- Required work -
1 - From the passage about peacock words, write out the text between "It is the peacock's" and "it except Saki.", inclusive.
2 - Continue the passage about peacock words from its final sentence.

- Selection -
***

It is the peacock's head and neck that are iridescent blue." Others
noted that in Spanish "pavo", from the Latin for a peacock, means a
turkey, a curious shift of sense (peacock is "pavo real" where the
second word means "royal").
Ian Roberts noted that Saki (HH Monroe) uses "pavonicide" in a story
in which a country house guest shoots a peacock ("Some hostesses, of
course, will forgive anything, even unto pavonicide"). Saki's
character adds "is there such a word?" There may be, but nobody
seems to have ever used it except Saki.

***

- Data provided -

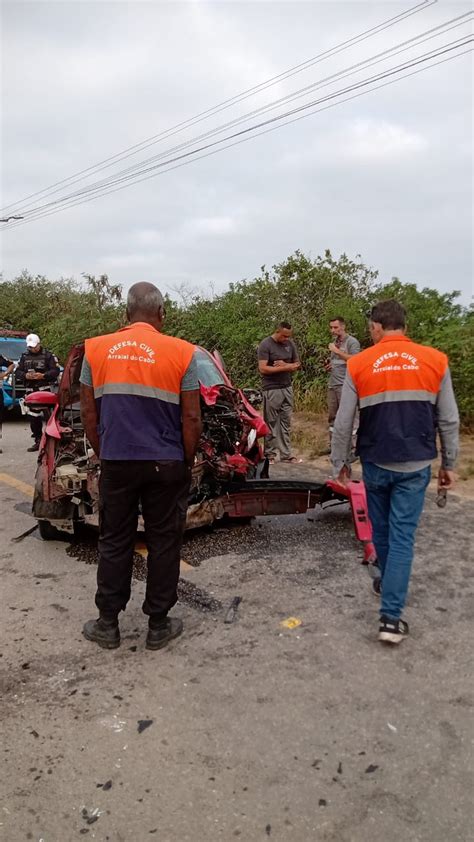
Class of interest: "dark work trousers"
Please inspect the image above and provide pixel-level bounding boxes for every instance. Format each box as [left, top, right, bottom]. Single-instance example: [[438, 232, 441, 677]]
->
[[95, 459, 191, 618]]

***

- Outputs -
1 -
It is the peacock's head and neck that are iridescent blue." Others
noted that in Spanish "pavo", from the Latin for a peacock, means a
turkey, a curious shift of sense (peacock is "pavo real" where the
second word means "royal").
Ian Roberts noted that Saki (HH Monroe) uses "pavonicide" in a story
in which a country house guest shoots a peacock ("Some hostesses, of
course, will forgive anything, even unto pavonicide"). Saki's
character adds "is there such a word?" There may be, but nobody
seems to have ever used it except Saki.

2 -
Several readers asked whether there's a link between "pavonine" and
the stately old dance called the pavane. J Hogan wrote, "Dance
history has it that the pavane, which swept the Continent in the
Middle Ages and beyond, was named after the peacock, whose strut had
already inspired the Italian verb 'pavoneggiare' for the kind of
dainty striding best suited to display both dignity and fine
voluminous robes at formal social events." In this case, dance
history and lexicography are at odds, since the view of the latter
is that peacocks aren't involved. The Oxford English Dictionary
says, "this has previously been taken by many to be the etymology of
the word, but is now generally rejected." Instead, it suggests that
"pavane" is from the Italian "pavana", a rustic dance from the
region of Padua.
Last week, I used "paywall" without any thought that it might be an
unusual word for readers. Enough queries came in to show it wasn't
as widely known as I had assumed. A paywall prevents visitors who
don't have a subscription from accessing content on a website. It's
an obvious play on "firewall", in the computing sense of security
software that likewise prevents unauthorised access; in turn this
derives from a wall or partition designed to inhibit or prevent the
spread of fire. The Oxford English Dictionary's first example of
"paywall" is from 2004.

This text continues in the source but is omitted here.